*INSTRUCTION*.
Count the lines in the material below that contain the string "tomato", with letter case counting. Give only the number.

##############################

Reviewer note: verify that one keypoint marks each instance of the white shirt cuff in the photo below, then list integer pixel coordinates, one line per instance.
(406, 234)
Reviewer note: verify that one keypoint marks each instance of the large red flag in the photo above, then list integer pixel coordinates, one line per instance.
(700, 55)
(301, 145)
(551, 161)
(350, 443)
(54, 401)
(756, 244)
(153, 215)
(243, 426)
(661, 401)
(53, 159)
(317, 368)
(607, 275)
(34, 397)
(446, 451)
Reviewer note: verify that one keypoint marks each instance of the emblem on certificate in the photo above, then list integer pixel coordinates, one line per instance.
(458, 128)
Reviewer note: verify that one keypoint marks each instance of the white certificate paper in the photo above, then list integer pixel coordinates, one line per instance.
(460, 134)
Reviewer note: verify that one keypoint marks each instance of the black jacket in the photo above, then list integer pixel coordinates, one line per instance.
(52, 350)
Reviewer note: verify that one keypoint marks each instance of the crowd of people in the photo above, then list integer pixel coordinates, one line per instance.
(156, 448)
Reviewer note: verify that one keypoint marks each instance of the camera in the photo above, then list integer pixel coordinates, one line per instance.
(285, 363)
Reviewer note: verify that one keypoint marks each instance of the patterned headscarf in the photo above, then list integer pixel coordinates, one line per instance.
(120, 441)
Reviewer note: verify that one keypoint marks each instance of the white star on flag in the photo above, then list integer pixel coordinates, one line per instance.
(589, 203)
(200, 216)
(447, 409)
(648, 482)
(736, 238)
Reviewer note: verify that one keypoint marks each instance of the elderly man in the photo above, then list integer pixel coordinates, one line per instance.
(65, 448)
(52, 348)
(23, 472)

##############################

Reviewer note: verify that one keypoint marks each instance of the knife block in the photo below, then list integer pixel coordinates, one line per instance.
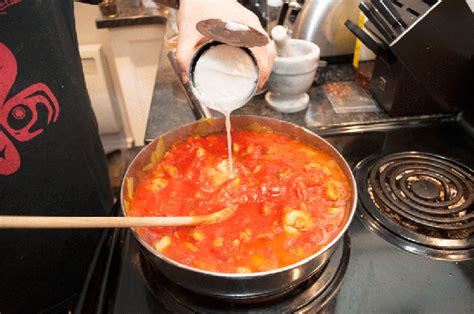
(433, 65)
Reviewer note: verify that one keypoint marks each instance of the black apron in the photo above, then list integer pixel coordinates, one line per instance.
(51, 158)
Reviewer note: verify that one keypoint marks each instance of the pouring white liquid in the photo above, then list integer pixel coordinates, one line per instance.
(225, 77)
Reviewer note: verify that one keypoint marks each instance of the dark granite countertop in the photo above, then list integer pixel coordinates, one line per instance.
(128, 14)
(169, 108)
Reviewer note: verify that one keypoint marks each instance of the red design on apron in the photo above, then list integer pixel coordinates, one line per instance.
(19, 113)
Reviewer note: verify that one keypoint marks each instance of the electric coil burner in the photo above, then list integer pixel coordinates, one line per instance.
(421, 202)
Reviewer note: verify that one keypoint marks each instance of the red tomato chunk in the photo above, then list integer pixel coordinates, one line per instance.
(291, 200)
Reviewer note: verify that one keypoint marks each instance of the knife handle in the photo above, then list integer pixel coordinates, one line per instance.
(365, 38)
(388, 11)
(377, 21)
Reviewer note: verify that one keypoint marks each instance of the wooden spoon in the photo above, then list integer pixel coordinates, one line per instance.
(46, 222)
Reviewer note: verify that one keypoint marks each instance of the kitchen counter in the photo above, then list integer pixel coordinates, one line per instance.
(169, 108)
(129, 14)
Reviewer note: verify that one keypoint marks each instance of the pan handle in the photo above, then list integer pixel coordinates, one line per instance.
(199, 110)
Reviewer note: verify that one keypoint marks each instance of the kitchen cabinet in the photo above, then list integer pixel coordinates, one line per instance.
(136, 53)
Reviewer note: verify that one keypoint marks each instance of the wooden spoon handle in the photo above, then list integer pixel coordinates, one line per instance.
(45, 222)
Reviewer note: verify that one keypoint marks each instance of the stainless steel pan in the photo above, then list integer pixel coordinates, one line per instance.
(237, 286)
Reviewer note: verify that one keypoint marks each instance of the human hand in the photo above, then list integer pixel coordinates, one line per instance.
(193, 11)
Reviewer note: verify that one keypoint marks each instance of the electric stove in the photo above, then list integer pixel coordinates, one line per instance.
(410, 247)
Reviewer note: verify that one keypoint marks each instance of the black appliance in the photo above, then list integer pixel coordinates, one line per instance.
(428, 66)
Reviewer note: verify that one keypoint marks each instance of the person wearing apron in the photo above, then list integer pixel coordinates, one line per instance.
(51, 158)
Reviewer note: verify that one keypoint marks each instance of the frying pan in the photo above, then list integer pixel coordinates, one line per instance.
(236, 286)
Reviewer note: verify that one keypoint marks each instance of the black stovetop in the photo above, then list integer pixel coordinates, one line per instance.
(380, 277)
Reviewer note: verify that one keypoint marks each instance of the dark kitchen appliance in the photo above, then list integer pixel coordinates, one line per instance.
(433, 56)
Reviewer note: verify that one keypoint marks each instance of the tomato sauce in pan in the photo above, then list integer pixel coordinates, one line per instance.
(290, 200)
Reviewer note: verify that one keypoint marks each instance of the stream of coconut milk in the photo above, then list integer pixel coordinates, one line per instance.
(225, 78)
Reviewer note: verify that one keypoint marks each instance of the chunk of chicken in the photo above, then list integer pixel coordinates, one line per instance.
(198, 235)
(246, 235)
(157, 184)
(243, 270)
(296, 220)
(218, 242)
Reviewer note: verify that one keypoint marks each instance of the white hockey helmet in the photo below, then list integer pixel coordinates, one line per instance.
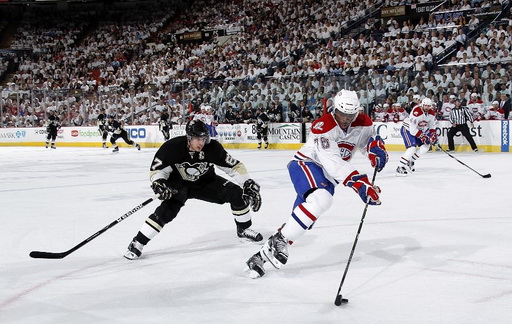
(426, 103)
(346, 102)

##############################

*WRITTEN REPLY*.
2